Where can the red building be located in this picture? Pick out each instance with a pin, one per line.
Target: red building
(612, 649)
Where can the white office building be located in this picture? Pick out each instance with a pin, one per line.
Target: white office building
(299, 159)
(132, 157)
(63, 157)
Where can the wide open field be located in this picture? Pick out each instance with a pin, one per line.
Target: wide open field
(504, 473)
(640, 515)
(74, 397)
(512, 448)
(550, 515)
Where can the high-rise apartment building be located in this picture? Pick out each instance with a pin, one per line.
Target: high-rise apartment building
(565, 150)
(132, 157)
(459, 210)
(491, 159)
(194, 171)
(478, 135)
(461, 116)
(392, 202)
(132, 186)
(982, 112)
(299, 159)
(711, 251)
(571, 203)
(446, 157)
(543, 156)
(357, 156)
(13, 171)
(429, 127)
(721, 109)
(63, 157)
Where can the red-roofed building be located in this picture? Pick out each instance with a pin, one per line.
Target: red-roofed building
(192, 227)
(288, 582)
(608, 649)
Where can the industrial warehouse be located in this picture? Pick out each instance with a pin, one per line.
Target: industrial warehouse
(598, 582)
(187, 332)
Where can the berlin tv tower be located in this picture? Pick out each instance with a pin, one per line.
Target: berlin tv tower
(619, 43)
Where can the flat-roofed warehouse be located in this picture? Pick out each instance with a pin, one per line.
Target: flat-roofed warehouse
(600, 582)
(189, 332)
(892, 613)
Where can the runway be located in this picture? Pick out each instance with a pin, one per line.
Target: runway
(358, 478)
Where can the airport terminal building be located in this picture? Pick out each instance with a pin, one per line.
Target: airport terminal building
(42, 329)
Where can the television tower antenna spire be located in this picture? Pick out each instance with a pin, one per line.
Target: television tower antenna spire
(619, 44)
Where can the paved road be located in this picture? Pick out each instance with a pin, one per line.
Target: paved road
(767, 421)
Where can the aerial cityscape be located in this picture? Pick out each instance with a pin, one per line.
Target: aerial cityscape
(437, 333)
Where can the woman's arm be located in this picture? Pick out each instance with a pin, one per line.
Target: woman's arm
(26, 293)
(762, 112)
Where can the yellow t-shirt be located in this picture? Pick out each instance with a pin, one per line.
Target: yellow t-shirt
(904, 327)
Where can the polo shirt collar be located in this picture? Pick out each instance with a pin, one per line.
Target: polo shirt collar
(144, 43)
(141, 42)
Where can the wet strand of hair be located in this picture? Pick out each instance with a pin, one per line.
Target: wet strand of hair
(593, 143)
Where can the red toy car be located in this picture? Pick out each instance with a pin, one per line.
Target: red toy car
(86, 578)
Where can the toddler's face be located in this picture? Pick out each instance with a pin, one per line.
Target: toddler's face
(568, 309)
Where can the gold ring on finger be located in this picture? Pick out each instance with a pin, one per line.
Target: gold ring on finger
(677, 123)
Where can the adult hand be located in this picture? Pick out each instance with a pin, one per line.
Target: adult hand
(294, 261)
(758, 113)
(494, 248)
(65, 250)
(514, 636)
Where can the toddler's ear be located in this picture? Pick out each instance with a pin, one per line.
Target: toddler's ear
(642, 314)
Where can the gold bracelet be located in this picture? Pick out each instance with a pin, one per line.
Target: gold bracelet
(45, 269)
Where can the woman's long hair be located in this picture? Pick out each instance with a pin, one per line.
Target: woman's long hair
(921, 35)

Goal of the exercise: Express the part of the material from the line containing "Where can the gold bracelet" through the final line as a Markdown table. Use columns No. and Text, one numbered row per line, and leave out any blank lines.

Answer in full:
| No. | Text |
|---|---|
| 1 | Where can the gold bracelet be located in this picture? Pick out each instance with a pin, one per line. |
| 2 | Target: gold bracelet |
| 3 | (45, 269) |
| 4 | Where can the woman's long hair be located in this picture? Pick out each instance with a pin, one per line. |
| 5 | Target: woman's long hair |
| 6 | (921, 35) |